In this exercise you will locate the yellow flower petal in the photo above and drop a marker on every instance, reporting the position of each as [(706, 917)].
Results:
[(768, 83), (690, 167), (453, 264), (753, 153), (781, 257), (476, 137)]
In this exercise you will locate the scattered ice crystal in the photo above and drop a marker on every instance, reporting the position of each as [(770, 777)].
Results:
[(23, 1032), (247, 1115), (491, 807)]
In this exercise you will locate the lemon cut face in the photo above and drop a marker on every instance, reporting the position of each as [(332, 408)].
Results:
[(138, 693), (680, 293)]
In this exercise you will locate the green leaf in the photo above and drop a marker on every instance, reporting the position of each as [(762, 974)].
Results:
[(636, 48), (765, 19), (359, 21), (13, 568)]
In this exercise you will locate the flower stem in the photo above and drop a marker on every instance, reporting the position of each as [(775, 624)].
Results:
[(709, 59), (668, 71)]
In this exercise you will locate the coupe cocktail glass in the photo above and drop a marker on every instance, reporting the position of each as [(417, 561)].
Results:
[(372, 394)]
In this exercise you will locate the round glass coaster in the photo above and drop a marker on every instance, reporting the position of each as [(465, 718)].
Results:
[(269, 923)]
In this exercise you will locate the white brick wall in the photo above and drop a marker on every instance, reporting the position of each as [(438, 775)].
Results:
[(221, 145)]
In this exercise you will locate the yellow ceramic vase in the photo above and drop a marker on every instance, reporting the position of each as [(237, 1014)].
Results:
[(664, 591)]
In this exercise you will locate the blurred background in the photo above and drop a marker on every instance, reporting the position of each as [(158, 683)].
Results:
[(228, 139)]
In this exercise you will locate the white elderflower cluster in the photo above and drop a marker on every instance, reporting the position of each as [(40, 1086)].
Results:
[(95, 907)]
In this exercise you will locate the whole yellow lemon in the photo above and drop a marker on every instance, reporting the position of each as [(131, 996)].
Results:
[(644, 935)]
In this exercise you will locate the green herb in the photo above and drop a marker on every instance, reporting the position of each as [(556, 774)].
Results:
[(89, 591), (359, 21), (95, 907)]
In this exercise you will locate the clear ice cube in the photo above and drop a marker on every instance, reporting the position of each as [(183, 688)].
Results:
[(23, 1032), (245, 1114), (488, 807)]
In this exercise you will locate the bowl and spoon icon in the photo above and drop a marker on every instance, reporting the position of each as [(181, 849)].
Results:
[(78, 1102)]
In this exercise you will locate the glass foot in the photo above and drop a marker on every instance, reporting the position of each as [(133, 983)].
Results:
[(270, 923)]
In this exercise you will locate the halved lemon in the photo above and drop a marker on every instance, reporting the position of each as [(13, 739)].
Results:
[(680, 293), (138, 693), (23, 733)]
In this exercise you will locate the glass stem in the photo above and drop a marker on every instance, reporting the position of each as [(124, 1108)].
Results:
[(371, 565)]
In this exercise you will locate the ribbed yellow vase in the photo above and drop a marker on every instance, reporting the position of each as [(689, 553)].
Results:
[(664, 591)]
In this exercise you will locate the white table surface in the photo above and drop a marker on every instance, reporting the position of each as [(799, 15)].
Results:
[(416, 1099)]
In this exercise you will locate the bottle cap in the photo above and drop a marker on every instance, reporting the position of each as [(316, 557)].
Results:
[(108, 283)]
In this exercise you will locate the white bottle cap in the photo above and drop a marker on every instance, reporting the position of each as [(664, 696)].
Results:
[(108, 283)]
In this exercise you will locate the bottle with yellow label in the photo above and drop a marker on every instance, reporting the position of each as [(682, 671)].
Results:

◇ ◇ ◇

■ Task directions ■
Copy out all of the records above, putting "pin" wherever "marker" appears and leaving everything else unchanged.

■ Task answer ■
In this exercise you will locate the yellow flower petal in the photo above and drop a pin on every instance, reporting the position of each as [(706, 917)].
Results:
[(768, 83), (690, 167), (453, 264), (753, 153), (781, 257), (476, 137)]
In this exercise you will locate the scattered ice crystal in the photo above and drop a pin on every instance, reporting the position of each as [(770, 777)].
Results:
[(23, 1032), (247, 1115), (491, 807)]
In this exercise you will locate the lemon cut face in the photo above and drop a pin on every instance, reporting the position of each as [(332, 408)].
Results:
[(138, 693), (680, 293)]
In this exercise you will locate the green leaf in the photo above and drop a pin on every instance, reporting the position of each as [(762, 974)].
Results:
[(636, 48), (765, 19), (359, 21), (13, 568)]
In this exercise you will locate the flower stem in the photo above and drop a pin on every instance, reporting the position of each as [(775, 624)].
Results:
[(709, 59), (668, 71)]
In this exercise you will locate the coupe cocktail glass in the photo above and drop a pin on every instance, reporting the position of each as [(417, 561)].
Results:
[(372, 394)]
In this exercise you will locate the round glass coaster in the photo above and drop a pin on every instance, reporting the position of each as [(465, 718)].
Results:
[(269, 923)]
In this exercise you will locate the white brick wall in the photo above and drop a pin on every instance, reporting the position of each as [(438, 775)].
Results:
[(221, 145)]
In this exercise you will locate the yellow ceramic vase in the photo above and drop a pin on every instance, reporting the position of each as [(237, 1014)].
Results:
[(664, 591)]
In this exercise you will locate the blurred background in the photo above and drop a pin on every instance, reporting the position of each as [(158, 683)].
Results:
[(228, 139)]
In this exercise you will locate the white elderflower cluster in the photo above and drop a pin on every instance, reporting the position of each as [(40, 1086)].
Results:
[(95, 907)]
In this exercise you will locate the whole yellow lemon in the photo above and drop a pin on every instance, reporting the position of each as [(131, 996)].
Results:
[(644, 935)]
In this exercise you will locate the green herb in the photo above and drop a pin on every instance, reporting the position of each as [(556, 774)].
Results:
[(89, 591), (359, 21), (95, 907)]
In this exercise you will locate the clear ice cube in the photo above and drop a pin on every instance, reporting the position of each as [(183, 688)].
Results:
[(23, 1032), (245, 1114), (488, 807)]
In this exercise you will locate the bowl and spoon icon in the photo above and drop a pin on every instance, reporting the position of each as [(181, 849)].
Results:
[(78, 1102)]
In this exercise you will locate the glass foot in the photo above and drop a pin on every instance, reporting the position of each as [(133, 983)].
Results:
[(270, 923)]
In this exercise you will locate the halved lemon in the photo above and drop a pin on every instance, reporting the position of each as [(13, 739)].
Results:
[(680, 293), (138, 693), (23, 733)]
In this exercise you will locate the glass stem in the photo above and drop a pin on every instance, reporting the position of each as [(124, 1108)].
Results:
[(371, 565)]
In this exercise you will locate the ribbed yellow vase in the photo above and drop a pin on every instance, reporting the position of each as [(689, 553)].
Results:
[(664, 591)]
In this exercise you will locate the white table surface in the photo above and drop a pin on every instance, reporting the position of each as [(799, 15)].
Results:
[(416, 1099)]
In this exercise you will locate the bottle cap in the photo above and drop a pin on every instance, reporting the position of each as [(316, 557)].
Results:
[(108, 283)]
In this exercise you will locate the white bottle cap in the photo above and drop a pin on every instance, reporting the position of each as [(664, 696)].
Results:
[(108, 283)]
In this exercise you will locate the bottle with yellow label in the photo above and drop a pin on every instance, reporting the position of each as [(682, 671)].
Results:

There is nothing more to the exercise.